[Source]:
If you're playing urban terror on-line and come across a guy called "Gustav Evacuees" it could be me.

Cue gratuitous screenshot, got from here


Thursday, August 28, 2008

Throw the baby out with the bathwater award, or (twitter -= SMS) == pointless


Twitter has stopped sending SMS to UK numbers.

Sadly that was Twitter's USP as far as I was concerned.

I suppose using some API client or IM would work when I'm at the PC, but I got most fun & use out of twitter when I was unleashed on the real world. I used to like getting people's updates when I was mooching about the house, in the pub, or travelling.

I can still send updates by SMS, but why bother if I have to wind up the laptop to see the replies.

So Twitter gets an award, for shoot-yourself-in-the-foot-ism, sorry guys but as far as I can see you just threw the baby out with the bathwater.


Friday, August 22, 2008

WTF music award


Green Day fans throughout the family, and the office, are reeling with shock at this weird anti-cover of "Good Riddance (Time Of Your Life)" by old-timer and living-legend Glen "Rhinestone Cowboy" Campbell.

If Glen's version was the original and Green Day had covered it it might make some kind of sense, but this is definitely the music equivalent of a prequel. I'm guessing he's not going to cover American Idiot next.

Glens version is top, the original below:




Thursday, August 21, 2008

It made *me* laugh award


I'm a jaded and grumpy old geezer who finds little to smile about in my inbox these days, but this did the trick, and so it gets an award:


Thursday, August 14, 2008

All work and no play ...


... I don't think so, I forgot to add to yesterday's post that as well as all the new folk and new clients we've got new toys too.

We've got two 52" plasmas, one streaming the olympics and one with a Wii, and under my desk is an UrbanTerror server so my department can take out their frustrations by fragging each other at lunchtimes.

[Supplied records]:
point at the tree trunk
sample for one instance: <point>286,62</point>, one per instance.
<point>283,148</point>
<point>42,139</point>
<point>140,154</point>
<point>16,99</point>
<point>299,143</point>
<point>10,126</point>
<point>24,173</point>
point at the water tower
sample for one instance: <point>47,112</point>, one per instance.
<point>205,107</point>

* * *

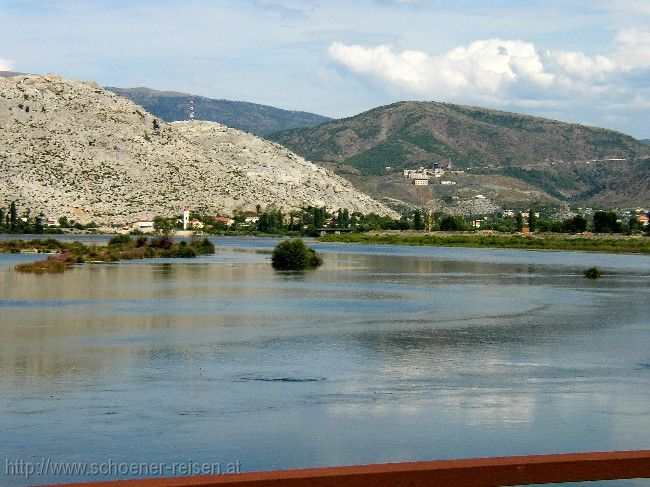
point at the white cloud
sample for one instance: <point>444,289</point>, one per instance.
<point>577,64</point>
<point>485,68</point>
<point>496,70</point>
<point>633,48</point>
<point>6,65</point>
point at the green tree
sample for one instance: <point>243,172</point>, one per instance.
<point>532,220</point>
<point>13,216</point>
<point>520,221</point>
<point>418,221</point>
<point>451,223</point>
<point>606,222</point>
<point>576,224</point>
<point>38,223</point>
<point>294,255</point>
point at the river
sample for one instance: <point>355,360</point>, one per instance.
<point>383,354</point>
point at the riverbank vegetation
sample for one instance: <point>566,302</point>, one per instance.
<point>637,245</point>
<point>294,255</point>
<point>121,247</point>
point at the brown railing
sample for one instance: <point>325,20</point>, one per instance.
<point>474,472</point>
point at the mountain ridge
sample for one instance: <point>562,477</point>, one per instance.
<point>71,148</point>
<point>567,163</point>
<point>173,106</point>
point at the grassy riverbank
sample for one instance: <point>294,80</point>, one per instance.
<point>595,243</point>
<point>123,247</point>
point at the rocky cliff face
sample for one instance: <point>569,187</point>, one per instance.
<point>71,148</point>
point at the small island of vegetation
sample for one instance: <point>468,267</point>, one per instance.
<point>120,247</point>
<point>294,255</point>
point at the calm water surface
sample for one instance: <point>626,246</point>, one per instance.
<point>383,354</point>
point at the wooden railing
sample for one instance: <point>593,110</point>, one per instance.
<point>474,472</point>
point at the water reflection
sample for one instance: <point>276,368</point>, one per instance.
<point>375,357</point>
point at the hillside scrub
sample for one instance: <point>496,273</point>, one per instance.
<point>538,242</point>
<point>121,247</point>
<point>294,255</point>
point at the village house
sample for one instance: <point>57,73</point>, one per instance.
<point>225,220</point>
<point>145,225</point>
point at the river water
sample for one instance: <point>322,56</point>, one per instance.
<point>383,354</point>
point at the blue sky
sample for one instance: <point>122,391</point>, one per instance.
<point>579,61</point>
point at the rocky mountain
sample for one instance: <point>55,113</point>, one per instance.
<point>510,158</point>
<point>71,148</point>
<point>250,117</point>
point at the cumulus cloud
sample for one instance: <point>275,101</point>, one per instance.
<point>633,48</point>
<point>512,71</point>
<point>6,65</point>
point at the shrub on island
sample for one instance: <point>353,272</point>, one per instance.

[Problem details]:
From the blog excerpt, quote the passage that begins with the words "We've got two" and ends with the words "other at lunchtimes.", copying it word for word.

[Task answer]:
We've got two 52" plasmas, one streaming the olympics and one with a Wii, and under my desk is an UrbanTerror server so my department can take out their frustrations by fragging each other at lunchtimes.